• Passage:
····················

Accelerator Guide

10.5
- 10.5.4
- 10.4.0

Back Next

U.S./Canada Contact Data Cleansing Rules

Use contact data cleansing rules to parse, standardize, and validate data about business contacts and individuals.

Find the contact data cleansing rules in the following repository location:

[Informatica_DQ_Content]\Rules\Contact_Data_Cleansing

The following table describes the contact data cleansing rules in the U.S./Canada accelerator:

Name	Description
rule_CAN_Gender_Assignment	Assigns gender according to first names. The rule returns "M" for male names, "F" for female names, and "U" if the gender is unknown. For example, the rule assigns the name "John Smith" a gender of "M" for male.
rule_CAN_Given_Name_Standard	Generate given names from Canadian nicknames. For example, the rule standardizes the nickname "Bob" to the given name "Robert."
rule_CAN_Multi_Person_Name_Parse	Parses person name values into separate ports. The rule creates ports for values such as title, first name, middle name, and surname. The rule output includes a port that contains the full name of the person in the record. You can use the full name port as an input to a Match transformation in an identity match analysis mapping. When the name data identifies more than one person, the rule creates an output port for each full name. For example, the rule can read the name "John and Jane Smith" and create output ports for "John Smith" and "Jane Smith."

····················

• Dataset rows:
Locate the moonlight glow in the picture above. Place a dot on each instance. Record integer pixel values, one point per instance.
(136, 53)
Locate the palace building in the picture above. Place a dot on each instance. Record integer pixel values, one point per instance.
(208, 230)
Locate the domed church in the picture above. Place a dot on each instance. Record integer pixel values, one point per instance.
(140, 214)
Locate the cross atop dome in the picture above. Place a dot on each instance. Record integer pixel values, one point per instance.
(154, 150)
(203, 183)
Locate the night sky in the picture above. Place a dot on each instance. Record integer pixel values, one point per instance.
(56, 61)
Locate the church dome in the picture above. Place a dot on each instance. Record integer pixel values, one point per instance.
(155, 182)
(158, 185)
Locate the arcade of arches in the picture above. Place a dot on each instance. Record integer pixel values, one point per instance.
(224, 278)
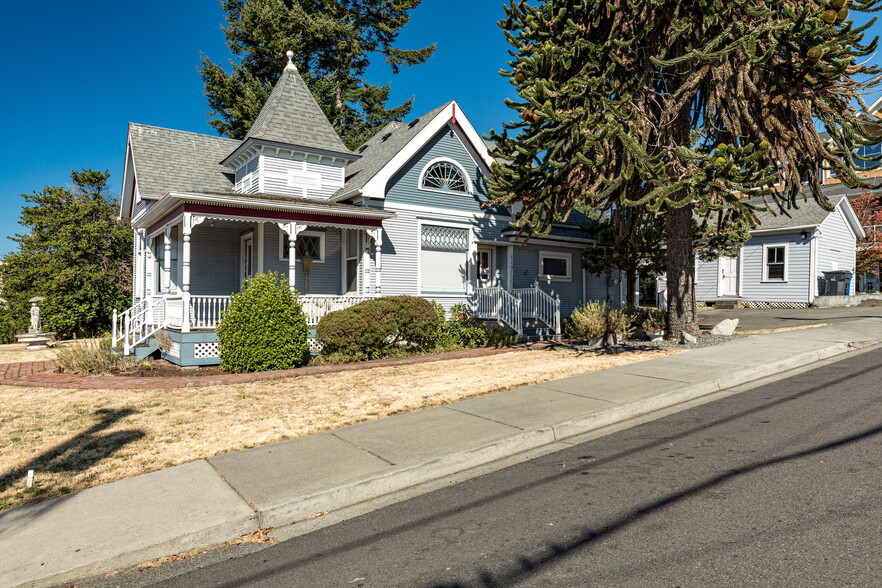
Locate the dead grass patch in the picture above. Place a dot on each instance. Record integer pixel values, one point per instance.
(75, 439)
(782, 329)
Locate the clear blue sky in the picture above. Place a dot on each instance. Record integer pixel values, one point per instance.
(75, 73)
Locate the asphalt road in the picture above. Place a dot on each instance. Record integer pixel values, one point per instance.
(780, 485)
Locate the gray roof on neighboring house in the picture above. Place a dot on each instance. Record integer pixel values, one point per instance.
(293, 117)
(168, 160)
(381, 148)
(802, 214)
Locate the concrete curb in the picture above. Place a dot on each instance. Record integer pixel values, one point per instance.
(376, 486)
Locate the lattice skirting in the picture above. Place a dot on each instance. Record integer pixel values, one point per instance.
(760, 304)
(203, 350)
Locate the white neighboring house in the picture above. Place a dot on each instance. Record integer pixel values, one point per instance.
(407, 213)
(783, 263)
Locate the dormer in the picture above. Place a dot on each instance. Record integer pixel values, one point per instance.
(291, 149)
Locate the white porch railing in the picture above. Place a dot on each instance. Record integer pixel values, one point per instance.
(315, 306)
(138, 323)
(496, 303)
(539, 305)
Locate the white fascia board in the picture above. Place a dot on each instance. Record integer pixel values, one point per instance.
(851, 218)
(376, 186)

····················

• Required tasks:
1. Could you copy, word for word, the part of the contact data cleansing rules page between "Accelerator Guide" and "contacts and individuals.", inclusive?
2. Would you pick up the contact data cleansing rules page where it stops and keep writing it?

• Responses for each task:
1.
Accelerator Guide

10.5
- 10.5.4
- 10.4.0

Back Next

U.S./Canada Contact Data Cleansing Rules

Use contact data cleansing rules to parse, standardize, and validate data about business contacts and individuals.

2.
rule_CAN_Personal_Name_Parse_and_Standardize_FML	Parses the values in a person name into separate ports. The rule also standardizes the name values. The rule creates the ports in the following sequence: First name, middle name, last name The rule output also includes a port that contains the full name of the person in the record. You can use the full name port as an input to a Match transformation in an identity match analysis mapping.
rule_CAN_Personal_Name_Parse_and_Standardize_LFM	Parses the values in a person name into separate ports. The rule also standardizes the name values. The rule creates the ports in the following sequence: Last name, first name, middle name The rule output also includes a port that contains the full name of the person in the record. You can use the full name port as an input to a Match transformation in an identity match analysis mapping.
rule_CAN_Personal_Name_Parsing_FML	Parses the values in a person name into separate ports. The rule creates the ports in the following sequence: Last name, first name, middle name The rule output also includes a port that contains the full name of the person in the record. You can use the full name port as an input to a Match transformation in an identity match analysis mapping. The rule does not standardize the name values. To standardize and parse Canadian name values in the sequence that the rule defines, select rule_CAN_Personal_Name_Parse_and_Standardize_FML.
rule_CAN_Personal_Name_Parsing_LFM	Parses the values in a person name into separate ports. The rule creates the ports in the following sequence: Last name, first name, middle name The rule output also includes a port that contains the full name of the person in the record. You can use the full name port as an input to a Match transformation in an identity match analysis mapping. The rule does not standardize the name values. To standardize and parse Canadian name values in the sequence that the rule defines, select ule_CAN_Personal_Name_Parse_and_Standardize_LFM.
rule_CAN_Phone_Number_Parse	Parses a Canadian telephone number from a string. The rule parses the first telephone number in the data, reading from right to left. The rule returns a telephone number and also returns a string that contains the input text with the telephone number removed.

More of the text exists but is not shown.